* EXERCISE TASK
Each line of the material must be returned exactly.
START MATERIALS PROVIDED
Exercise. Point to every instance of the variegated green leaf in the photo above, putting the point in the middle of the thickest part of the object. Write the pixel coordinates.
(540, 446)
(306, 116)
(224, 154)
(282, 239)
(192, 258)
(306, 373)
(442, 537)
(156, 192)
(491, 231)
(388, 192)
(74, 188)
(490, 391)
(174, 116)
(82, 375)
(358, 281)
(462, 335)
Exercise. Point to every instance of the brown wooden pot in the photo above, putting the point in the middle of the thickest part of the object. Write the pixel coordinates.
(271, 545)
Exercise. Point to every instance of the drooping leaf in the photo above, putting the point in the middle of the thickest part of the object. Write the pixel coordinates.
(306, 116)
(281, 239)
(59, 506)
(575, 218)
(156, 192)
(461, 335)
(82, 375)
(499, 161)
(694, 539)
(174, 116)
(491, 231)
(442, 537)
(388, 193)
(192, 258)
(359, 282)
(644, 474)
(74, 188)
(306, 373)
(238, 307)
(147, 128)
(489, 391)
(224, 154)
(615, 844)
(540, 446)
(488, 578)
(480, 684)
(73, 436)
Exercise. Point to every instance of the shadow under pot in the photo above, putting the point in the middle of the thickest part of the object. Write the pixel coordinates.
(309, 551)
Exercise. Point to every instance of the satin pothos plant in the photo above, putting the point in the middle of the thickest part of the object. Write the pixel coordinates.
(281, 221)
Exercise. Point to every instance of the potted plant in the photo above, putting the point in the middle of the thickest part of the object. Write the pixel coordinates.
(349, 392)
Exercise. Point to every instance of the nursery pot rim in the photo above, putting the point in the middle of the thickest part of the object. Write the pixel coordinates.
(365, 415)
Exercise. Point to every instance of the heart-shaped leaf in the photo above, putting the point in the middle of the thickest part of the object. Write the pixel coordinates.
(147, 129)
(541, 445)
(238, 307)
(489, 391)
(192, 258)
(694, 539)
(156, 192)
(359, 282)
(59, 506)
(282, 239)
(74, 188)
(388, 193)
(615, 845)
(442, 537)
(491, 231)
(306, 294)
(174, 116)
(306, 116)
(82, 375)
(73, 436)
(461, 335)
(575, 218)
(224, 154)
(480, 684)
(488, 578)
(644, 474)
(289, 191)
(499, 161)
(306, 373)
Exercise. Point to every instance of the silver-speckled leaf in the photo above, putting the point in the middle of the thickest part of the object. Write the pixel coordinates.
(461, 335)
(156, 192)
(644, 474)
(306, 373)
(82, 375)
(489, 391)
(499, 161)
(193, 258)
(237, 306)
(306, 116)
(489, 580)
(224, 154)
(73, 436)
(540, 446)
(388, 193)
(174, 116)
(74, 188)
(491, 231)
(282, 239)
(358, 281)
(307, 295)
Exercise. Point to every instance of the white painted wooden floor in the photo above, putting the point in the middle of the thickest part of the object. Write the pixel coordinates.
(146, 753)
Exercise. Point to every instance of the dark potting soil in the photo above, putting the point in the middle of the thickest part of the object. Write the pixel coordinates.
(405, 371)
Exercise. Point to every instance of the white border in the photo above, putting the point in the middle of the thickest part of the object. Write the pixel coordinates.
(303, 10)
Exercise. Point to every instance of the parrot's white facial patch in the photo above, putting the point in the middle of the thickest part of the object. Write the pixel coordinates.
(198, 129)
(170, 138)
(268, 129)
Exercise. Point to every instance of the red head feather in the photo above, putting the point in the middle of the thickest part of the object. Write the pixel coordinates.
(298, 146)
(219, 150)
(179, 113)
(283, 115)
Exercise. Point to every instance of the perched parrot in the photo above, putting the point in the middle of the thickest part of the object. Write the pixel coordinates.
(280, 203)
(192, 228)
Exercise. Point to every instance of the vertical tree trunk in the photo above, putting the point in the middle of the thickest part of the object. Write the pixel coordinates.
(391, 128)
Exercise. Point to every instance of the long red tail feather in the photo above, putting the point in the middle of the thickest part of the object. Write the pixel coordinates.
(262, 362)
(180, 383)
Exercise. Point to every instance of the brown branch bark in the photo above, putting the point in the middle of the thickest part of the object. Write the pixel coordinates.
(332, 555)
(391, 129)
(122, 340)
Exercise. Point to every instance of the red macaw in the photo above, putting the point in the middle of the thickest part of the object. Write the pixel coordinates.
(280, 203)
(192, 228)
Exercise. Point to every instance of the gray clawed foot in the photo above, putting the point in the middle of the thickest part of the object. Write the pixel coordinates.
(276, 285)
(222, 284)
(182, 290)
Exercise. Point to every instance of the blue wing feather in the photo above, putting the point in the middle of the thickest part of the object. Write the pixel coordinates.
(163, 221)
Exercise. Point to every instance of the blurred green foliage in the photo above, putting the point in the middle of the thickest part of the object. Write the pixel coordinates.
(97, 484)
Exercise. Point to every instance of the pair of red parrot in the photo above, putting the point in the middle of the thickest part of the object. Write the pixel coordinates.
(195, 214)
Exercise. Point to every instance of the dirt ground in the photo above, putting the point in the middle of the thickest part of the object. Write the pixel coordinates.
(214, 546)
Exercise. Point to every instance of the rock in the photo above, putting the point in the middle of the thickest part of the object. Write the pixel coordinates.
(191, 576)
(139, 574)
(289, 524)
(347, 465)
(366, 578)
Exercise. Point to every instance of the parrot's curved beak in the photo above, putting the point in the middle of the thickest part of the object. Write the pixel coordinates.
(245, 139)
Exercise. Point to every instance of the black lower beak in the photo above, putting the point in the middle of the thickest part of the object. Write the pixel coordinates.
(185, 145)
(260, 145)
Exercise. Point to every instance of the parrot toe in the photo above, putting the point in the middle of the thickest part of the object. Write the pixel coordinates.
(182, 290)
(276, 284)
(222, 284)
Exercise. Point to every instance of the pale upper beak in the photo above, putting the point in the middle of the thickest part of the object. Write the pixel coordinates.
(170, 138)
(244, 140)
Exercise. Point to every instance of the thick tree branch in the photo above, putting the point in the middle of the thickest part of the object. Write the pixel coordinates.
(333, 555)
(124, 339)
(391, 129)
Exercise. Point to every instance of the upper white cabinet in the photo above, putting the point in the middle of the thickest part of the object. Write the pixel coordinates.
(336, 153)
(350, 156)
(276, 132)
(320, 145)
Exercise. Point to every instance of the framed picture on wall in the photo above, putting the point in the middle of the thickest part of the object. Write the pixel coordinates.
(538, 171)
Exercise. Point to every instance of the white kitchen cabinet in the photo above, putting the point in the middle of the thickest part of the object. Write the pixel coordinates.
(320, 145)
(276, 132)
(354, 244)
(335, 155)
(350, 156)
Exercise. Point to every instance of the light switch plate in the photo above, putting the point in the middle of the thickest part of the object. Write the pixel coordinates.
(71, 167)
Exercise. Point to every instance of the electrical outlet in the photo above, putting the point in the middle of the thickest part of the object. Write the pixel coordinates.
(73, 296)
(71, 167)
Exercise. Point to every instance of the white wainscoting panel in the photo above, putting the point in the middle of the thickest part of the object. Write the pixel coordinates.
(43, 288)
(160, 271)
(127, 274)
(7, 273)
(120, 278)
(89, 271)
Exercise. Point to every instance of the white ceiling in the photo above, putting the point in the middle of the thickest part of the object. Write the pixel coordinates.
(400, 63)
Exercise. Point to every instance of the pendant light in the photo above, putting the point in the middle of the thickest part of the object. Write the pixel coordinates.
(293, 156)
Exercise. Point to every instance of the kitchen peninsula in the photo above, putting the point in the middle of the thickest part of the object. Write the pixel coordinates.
END MATERIALS PROVIDED
* OUTPUT OF THE EXERCISE
Exercise. Point to every instance of the variegated green leaf in the photo above, putting the point in the middle of the thickest part of the object. Write the pixel coordinates.
(540, 446)
(306, 116)
(224, 154)
(282, 239)
(192, 258)
(306, 373)
(442, 537)
(156, 192)
(491, 231)
(388, 192)
(74, 188)
(490, 391)
(174, 116)
(82, 375)
(358, 281)
(462, 335)
Exercise. Point to every instance of the brown wooden pot in the photo above, putting the point in the middle of the thickest part of the object. Write the pixel coordinates.
(271, 545)
Exercise. Point to every instance of the drooping leaf in the photo above, putting the point in the middle of the thickest part of the object. Write the pixel coordinates.
(306, 116)
(281, 239)
(59, 506)
(575, 218)
(156, 192)
(461, 335)
(82, 375)
(499, 161)
(694, 539)
(174, 116)
(491, 231)
(442, 537)
(388, 193)
(192, 258)
(359, 282)
(644, 474)
(74, 188)
(306, 373)
(238, 307)
(147, 128)
(489, 391)
(224, 154)
(615, 844)
(540, 446)
(488, 578)
(480, 684)
(73, 436)
Exercise. Point to every instance of the shadow under pot in the photo above, putting the point in the middle of the thickest part of the object. Write the pixel coordinates.
(309, 551)
Exercise. Point to every instance of the satin pothos plant in the photo above, putting the point in the middle of the thickest part of the object. Write the pixel coordinates.
(281, 221)
Exercise. Point to every instance of the potted plant in the photo above, putting the point in the middle of the thickest part of the object. Write the pixel coordinates.
(349, 392)
Exercise. Point to every instance of the nursery pot rim in the photo above, putting the point in the middle of the thickest part of the object. Write the pixel coordinates.
(365, 415)
Exercise. Point to every instance of the heart-shaped leaf in the photo above, putting the point in the middle of the thickest part of the object. Write the pixel coordinates.
(147, 129)
(541, 445)
(238, 307)
(489, 391)
(192, 258)
(694, 539)
(156, 192)
(359, 282)
(59, 506)
(282, 239)
(74, 188)
(388, 193)
(615, 845)
(442, 537)
(491, 231)
(306, 294)
(174, 116)
(306, 116)
(82, 375)
(73, 436)
(461, 335)
(575, 218)
(224, 154)
(480, 684)
(488, 578)
(644, 474)
(289, 191)
(499, 161)
(306, 373)
Exercise. Point to every instance of the silver-speckled leaf in the photo above, putting the point in the middle of the thickest part of the object. Write the pixel coordinates.
(461, 335)
(156, 192)
(644, 474)
(306, 373)
(82, 375)
(489, 391)
(499, 161)
(193, 258)
(237, 306)
(306, 116)
(489, 580)
(224, 154)
(73, 436)
(540, 446)
(388, 193)
(174, 116)
(74, 188)
(491, 231)
(282, 239)
(358, 281)
(307, 295)
Exercise. Point to every instance of the white painted wooden floor in the photo above, putting the point in the middle of the thickest part of the object. Write the pixel coordinates.
(146, 753)
Exercise. Point to every instance of the dark potting soil in the photo above, putting the point in the middle of the thickest part of the object. Write the pixel coordinates.
(405, 371)
Exercise. Point to every instance of the white border in the photo above, putting the point in the middle of the thickest part of the object. Write the pixel coordinates.
(303, 10)
Exercise. Point to every instance of the parrot's white facial patch in the photo above, putting the point in the middle of the thickest part of the object. Write the pixel coordinates.
(198, 129)
(170, 138)
(268, 129)
Exercise. Point to every instance of the red head feather in the photo above, putting the point in the middle of the thickest part of the object. Write the pixel coordinates.
(298, 146)
(219, 150)
(179, 113)
(283, 115)
Exercise. Point to every instance of the perched parrot in the photo above, putting the point in the middle of the thickest part of the object. Write the pixel coordinates.
(280, 203)
(192, 228)
Exercise. Point to every instance of the vertical tree trunk in the photo above, putting the point in the middle of the thickest part of the object. Write the pixel coordinates.
(391, 128)
Exercise. Point to every instance of the long red tail feather in the photo above, putting the point in the middle of the thickest part of the object. Write the pixel coordinates.
(262, 362)
(180, 383)
Exercise. Point to every instance of the brown branch bark in the photo above, putting the point in the middle of the thickest part of the object. Write the pixel coordinates.
(332, 555)
(391, 129)
(122, 340)
Exercise. Point to every instance of the red macaw in the photo above, putting the point in the middle of the thickest part of the object. Write the pixel coordinates.
(280, 203)
(192, 228)
Exercise. Point to every instance of the gray clawed foot in the photo above, putting the point in the middle of the thickest part of the object. Write the pixel coordinates.
(276, 285)
(222, 284)
(182, 290)
Exercise. Point to every instance of the blue wing feather in the photo above, putting the point in the middle of the thickest part of the object. Write the pixel coordinates.
(163, 221)
Exercise. Point to every instance of the blurred green foliage in the photo above, putting the point in the middle of the thickest part of the object. Write the pixel coordinates.
(97, 484)
Exercise. Point to every instance of the pair of red parrot in the photo above, putting the point in the middle of the thickest part of the object. Write the pixel coordinates.
(195, 214)
Exercise. Point to every instance of the dirt ground in the photo above, putting the point in the middle of the thickest part of the object. Write the pixel coordinates.
(214, 546)
Exercise. Point to every instance of the rock in the photo above, putting the point in the middle of the thickest part of the object. Write the pixel coordinates.
(191, 576)
(139, 574)
(289, 524)
(347, 465)
(366, 578)
Exercise. Point to every instance of the parrot's curved beak in the photo above, putting the point in the middle of the thickest part of the object. Write the pixel coordinates.
(245, 139)
Exercise. Point to every instance of the black lower beak in the photo above, putting the point in the middle of the thickest part of the object. Write the pixel coordinates.
(185, 145)
(260, 145)
Exercise. Point to every instance of the parrot toe in the photo above, putting the point in the middle of the thickest part of the object. Write the pixel coordinates.
(182, 290)
(276, 284)
(222, 284)
Exercise. Point to every instance of the pale upper beak in the photo above, putting the point in the middle of the thickest part of the object. Write the pixel coordinates.
(170, 138)
(244, 140)
Exercise. Point to every instance of the thick tree branch in the photo above, putting the point in the middle of the thickest part of the object. Write the pixel coordinates.
(333, 555)
(124, 339)
(391, 129)
Exercise. Point to every instance of the upper white cabinet in the photo above, putting the point in the middle of the thickest part of the object. Write the pixel coordinates.
(336, 153)
(350, 156)
(276, 132)
(320, 145)
Exercise. Point to every instance of the framed picture on wall in the photo above, putting the point in the middle of the thickest part of the object. Write the pixel coordinates.
(538, 171)
Exercise. Point to every instance of the white kitchen cabinet in the photo above, putting the point in the middle of the thickest part of the object. Write the pixel coordinates.
(320, 145)
(276, 132)
(354, 244)
(335, 155)
(350, 156)
Exercise. Point to every instance of the light switch plate in the photo above, putting the point in the middle of the thickest part of the object. Write the pixel coordinates.
(71, 167)
Exercise. Point to every instance of the electrical outlet in the photo above, putting the point in the middle of the thickest part of the object. Write the pixel coordinates.
(73, 296)
(71, 167)
Exercise. Point to every instance of the white wainscoting panel in the photo above, putting the point in the middle of the thickest part of the object. Write the pixel coordinates.
(43, 288)
(160, 271)
(127, 274)
(7, 273)
(120, 278)
(89, 271)
Exercise. Point to every instance of the white ceiling in the photo above, putting the point in the middle of the thickest part of the object. Write the pixel coordinates.
(400, 63)
Exercise. Point to every instance of the pendant light in the photo above, putting the point in the middle of the thickest part of the object. Write the pixel coordinates.
(293, 156)
Exercise. Point to every instance of the kitchen peninsula in the photo above, putting the point in the middle of the thickest part of the object. Write the pixel coordinates.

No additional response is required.